[Entries shown]
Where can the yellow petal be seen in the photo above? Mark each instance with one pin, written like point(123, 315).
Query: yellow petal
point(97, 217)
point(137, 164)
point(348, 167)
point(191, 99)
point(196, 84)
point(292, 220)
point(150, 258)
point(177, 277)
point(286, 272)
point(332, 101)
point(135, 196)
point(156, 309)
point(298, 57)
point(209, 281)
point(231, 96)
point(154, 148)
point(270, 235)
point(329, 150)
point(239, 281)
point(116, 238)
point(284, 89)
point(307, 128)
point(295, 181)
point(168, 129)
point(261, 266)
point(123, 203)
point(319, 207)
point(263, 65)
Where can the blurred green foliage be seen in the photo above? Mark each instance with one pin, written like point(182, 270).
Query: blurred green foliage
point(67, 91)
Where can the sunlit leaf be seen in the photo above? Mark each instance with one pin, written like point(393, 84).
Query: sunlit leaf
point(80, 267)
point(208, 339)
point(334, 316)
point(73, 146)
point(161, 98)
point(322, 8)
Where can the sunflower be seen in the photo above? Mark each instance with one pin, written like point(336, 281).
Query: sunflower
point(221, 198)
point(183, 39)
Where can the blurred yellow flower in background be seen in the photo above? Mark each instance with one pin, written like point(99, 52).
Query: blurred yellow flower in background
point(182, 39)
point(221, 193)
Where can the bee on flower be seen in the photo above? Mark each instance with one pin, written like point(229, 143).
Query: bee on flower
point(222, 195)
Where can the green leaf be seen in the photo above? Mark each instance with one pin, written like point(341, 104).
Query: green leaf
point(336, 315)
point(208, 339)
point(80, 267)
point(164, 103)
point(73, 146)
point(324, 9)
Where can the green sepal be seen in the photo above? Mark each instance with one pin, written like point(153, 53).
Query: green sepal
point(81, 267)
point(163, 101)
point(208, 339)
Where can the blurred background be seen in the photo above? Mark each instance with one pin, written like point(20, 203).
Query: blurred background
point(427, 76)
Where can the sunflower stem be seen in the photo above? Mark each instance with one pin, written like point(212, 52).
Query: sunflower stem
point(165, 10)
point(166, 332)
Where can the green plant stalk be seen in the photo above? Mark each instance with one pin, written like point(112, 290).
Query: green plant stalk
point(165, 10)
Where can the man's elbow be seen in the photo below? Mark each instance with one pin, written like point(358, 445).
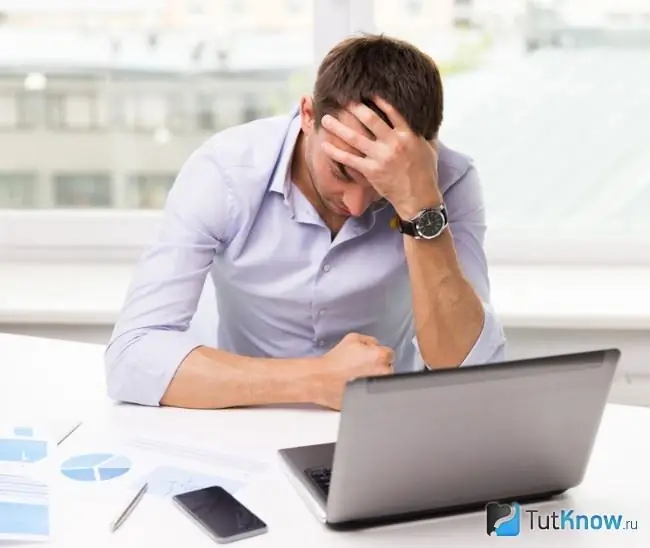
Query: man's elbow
point(490, 346)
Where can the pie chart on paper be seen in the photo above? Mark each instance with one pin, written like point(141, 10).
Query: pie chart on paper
point(95, 467)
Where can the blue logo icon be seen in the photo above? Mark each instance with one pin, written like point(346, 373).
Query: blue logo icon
point(503, 519)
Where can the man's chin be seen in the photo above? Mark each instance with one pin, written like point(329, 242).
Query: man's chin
point(340, 211)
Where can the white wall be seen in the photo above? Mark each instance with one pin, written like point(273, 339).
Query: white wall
point(632, 385)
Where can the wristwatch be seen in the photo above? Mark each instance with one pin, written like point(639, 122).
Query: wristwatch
point(426, 225)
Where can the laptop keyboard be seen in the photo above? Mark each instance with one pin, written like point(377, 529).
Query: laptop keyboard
point(320, 476)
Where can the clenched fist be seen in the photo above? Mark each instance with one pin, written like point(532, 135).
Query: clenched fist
point(354, 356)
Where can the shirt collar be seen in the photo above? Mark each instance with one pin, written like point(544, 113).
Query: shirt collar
point(281, 181)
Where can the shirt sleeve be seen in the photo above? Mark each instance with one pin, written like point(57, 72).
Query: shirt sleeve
point(151, 337)
point(467, 222)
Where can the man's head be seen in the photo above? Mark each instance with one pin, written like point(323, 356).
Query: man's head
point(354, 71)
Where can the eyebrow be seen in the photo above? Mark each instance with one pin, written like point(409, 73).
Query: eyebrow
point(343, 170)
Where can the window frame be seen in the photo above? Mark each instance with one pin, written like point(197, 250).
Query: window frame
point(120, 235)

[Work order] Please copy the data above exactly; the pictures do not belong in the copy.

[Written answer]
Where can the yellow petal be seen in the photo above? Mark each instance with one pin, written like point(123, 315).
Query: yellow petal
point(97, 217)
point(137, 164)
point(348, 167)
point(191, 99)
point(196, 84)
point(292, 220)
point(150, 258)
point(177, 277)
point(286, 272)
point(332, 101)
point(135, 196)
point(156, 309)
point(298, 57)
point(209, 281)
point(231, 96)
point(154, 148)
point(270, 235)
point(329, 150)
point(239, 281)
point(116, 238)
point(284, 89)
point(307, 128)
point(295, 181)
point(168, 129)
point(261, 266)
point(123, 203)
point(319, 207)
point(263, 65)
Where can the blurred green foliage be seen in the photo above? Mark each instance with one pin, written like point(182, 270).
Query: blurred green foliage
point(67, 91)
Where can the sunlit leaf be seen in the photo above? Mark each instance with one pin, written like point(393, 84).
Query: sunlit leaf
point(80, 267)
point(208, 339)
point(334, 316)
point(73, 146)
point(161, 98)
point(322, 8)
Where can the sunflower be seen in the photo above? Mark each instance with one pin, written like point(336, 281).
Query: sunflower
point(221, 198)
point(183, 39)
Where can the blurred yellow flower in background be seen in the photo above? Mark each instance with one pin, written like point(99, 52).
Query: blurred yellow flower in background
point(182, 39)
point(221, 193)
Where can the bee on flower be seen in the photo above? Mark each instance with one pin, written like point(229, 143).
Query: bee on flower
point(222, 195)
Where can the green leaf be seen in the photo above? Mark each instance with one pin, written like point(341, 104).
Query: green leaf
point(336, 315)
point(208, 339)
point(80, 267)
point(164, 103)
point(73, 146)
point(324, 9)
Where can the green sepal be seen in the photo above? Mark each instance with one pin, written like point(153, 53).
Query: green sepal
point(81, 267)
point(163, 101)
point(208, 339)
Where can the blurred background be seen in the photo above? Mark each instance with one pin, written like point(20, 203).
Query: blurred background
point(427, 76)
Where can the sunflower stem be seen in the photo above? Mark each instance with one pin, written like point(212, 52).
Query: sunflower stem
point(165, 10)
point(166, 332)
Where can the green plant stalk be seen in the photo above? Mark each instance with one pin, written like point(112, 290).
Query: green plant stalk
point(165, 10)
Where can the man's elbow be seen in the photo below? Mark each instance with one pin, written like point(358, 445).
Query: man's elbow
point(490, 346)
Where can the pie chart on paper be seen in the photo above? Mark each instance with one pin, written like point(141, 10).
Query: pie chart on paper
point(95, 467)
Where can the blue logo icon be seen in the photo above? Mark each instance with one pin, written like point(346, 373).
Query: blue logo icon
point(503, 519)
Where can the man's chin be seen in the photo above? Mark each instance with one pin, written like point(329, 242).
Query: man's chin
point(340, 211)
Where can the white wall be seen in the photo above? Mark each instance with one pin, written like point(273, 339).
Query: white wall
point(632, 385)
Where can the wristwatch be seen in the photo above? Mark each instance with one pin, written like point(639, 122).
Query: wristwatch
point(426, 225)
Where can the laptop keyboard be seen in the photo above? Mark each instance with one pin, written like point(377, 529).
Query: laptop keyboard
point(320, 476)
Where can the clenched fist be seen in the photo above? Mark each instance with one pin, written like point(532, 135).
Query: clenched fist
point(354, 356)
Where can the shirt collar be seen in the photo above? Mark each instance with one pin, written like point(544, 113).
Query: shirt collar
point(281, 181)
Where can the shirt sleeve be seen in the photo above? Mark each instance with one pin, written like point(57, 72).
Query: shirt sleeve
point(151, 337)
point(467, 222)
Where can the man's head be seen in the photo above? Mark each instance with one pin, written like point(323, 356).
Query: man's head
point(354, 71)
Where can the eyebrow be seen in the photo above? Mark each instance with one pin, written like point(409, 73).
Query: eyebrow
point(343, 170)
Where can the window frame be seen in the photo above? Mark each instance with one pin, written like point(197, 250).
Query: window frame
point(120, 235)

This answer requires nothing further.